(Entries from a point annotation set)
"""
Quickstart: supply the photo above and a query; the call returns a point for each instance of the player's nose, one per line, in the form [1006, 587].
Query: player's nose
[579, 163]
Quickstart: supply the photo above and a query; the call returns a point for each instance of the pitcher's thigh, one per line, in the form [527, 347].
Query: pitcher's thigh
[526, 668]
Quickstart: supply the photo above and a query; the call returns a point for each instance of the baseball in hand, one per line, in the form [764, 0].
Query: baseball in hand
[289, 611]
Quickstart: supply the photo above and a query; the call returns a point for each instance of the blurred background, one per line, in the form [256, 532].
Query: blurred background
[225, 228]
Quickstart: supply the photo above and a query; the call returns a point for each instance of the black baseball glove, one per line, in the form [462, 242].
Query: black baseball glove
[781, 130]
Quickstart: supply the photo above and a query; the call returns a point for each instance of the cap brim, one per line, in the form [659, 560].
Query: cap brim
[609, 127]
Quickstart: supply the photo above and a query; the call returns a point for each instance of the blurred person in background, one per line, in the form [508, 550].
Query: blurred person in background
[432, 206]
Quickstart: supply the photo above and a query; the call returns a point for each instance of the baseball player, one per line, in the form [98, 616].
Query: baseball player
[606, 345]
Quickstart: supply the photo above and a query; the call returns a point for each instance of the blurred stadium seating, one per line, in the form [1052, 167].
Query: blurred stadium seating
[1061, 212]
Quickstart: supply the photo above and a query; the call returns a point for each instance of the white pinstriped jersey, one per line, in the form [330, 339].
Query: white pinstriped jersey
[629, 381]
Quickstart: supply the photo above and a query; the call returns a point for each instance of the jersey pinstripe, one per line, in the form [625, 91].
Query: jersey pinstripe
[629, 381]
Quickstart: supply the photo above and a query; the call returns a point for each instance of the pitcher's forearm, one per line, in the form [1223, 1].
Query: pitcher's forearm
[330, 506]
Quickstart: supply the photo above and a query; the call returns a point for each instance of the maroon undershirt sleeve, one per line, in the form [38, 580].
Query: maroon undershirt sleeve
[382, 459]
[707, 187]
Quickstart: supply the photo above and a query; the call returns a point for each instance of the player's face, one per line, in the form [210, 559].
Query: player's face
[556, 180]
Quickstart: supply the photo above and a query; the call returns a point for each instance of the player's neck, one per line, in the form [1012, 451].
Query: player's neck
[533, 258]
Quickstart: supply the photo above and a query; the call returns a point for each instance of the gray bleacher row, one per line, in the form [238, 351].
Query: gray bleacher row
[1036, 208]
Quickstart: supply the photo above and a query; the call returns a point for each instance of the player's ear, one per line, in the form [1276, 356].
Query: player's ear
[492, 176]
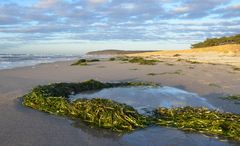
"""
(Aim of the exercise): Repeat all the records above word for word, and leave out the pictures.

(Complete response):
Quickstart: supply the photo above and a query; the call returns a point for each instance of the player's nose, one per line, in the form [1006, 587].
Query: player's nose
[579, 163]
Quickstart: supply the photo above and a query; the call returns a point for each instance of the pitcher's thigh, one per line, in the form [527, 347].
Query: pitcher's thigh
[526, 668]
Quickstart: supply the photo above and a query; the call returns a point for each instance of the baseball in hand, one per line, in the form [764, 0].
Query: baseball in hand
[289, 611]
Quickstart: supply the photo above and a query; the call returns a point for each instance of the blurred background, one per line, in the form [256, 532].
Query: blurred background
[225, 228]
Quickstart: supply the photo above and a query; the call returns a point for each instance of the black baseball glove, one per line, in the form [462, 242].
Query: black baseball glove
[781, 130]
Quickstart: supply the photo above and a query; the call returns a point for each instance of the cap brim, one per line, in the form [659, 560].
Query: cap brim
[609, 127]
Quickstart: supply the photo above and a query; the call returns a point for each instance of the blurred person in background, one per line, in the form [508, 550].
Query: blurred person in background
[432, 206]
Quickstart: supply the photo above and a query; the call returns a point for each instance of the baseball player, one per line, in the form [98, 616].
Query: baseball player
[606, 345]
Quickstart: supply the photo above and a query; the call returns a point for each instance of the blurred stadium seating, one per line, in the form [1052, 167].
Query: blurred stadium seating
[1061, 212]
Quickstart: supply the photo above and a query; the call returns a point for each instance of the white pinstriped jersey, one per line, in the form [330, 339].
Query: white pinstriped jersey
[629, 381]
Quickstart: supply the photo above and a query; the call returns a point for each instance of the jersey pinstripe, one per line, in the form [625, 91].
Query: jersey pinstripe
[629, 381]
Quickstart: supply the photo above and a query; the call returns a point for each instance of the pitcher's forearm, one per line, in the form [1223, 1].
Query: pitcher's forearm
[330, 506]
Quickstart: supply the photo above and a query; the call returns a point for each instance of the maroon undershirt sleeve, one per line, in the form [38, 580].
Query: maroon undershirt sleeve
[382, 459]
[707, 187]
Quickstart: supply the photo above and a query; the call returns a point for each instance of the player's face, one per line, in the form [210, 559].
Query: player's face
[556, 180]
Quickstart: supply the photo above and a query; the call returns a point for each instance of the player's neck, one per line, in the form [1012, 451].
Query: player's neck
[533, 258]
Quickstart: supply the photo above and a query; the call returns a point for each instance of the gray bleacher row, one per line, in the form [238, 351].
Query: gray bleacher row
[1036, 208]
Quickstart: supply the photo above and a query; the call returns a point for each instance of the player's ear, one per line, in the form [1276, 356].
Query: player's ear
[492, 176]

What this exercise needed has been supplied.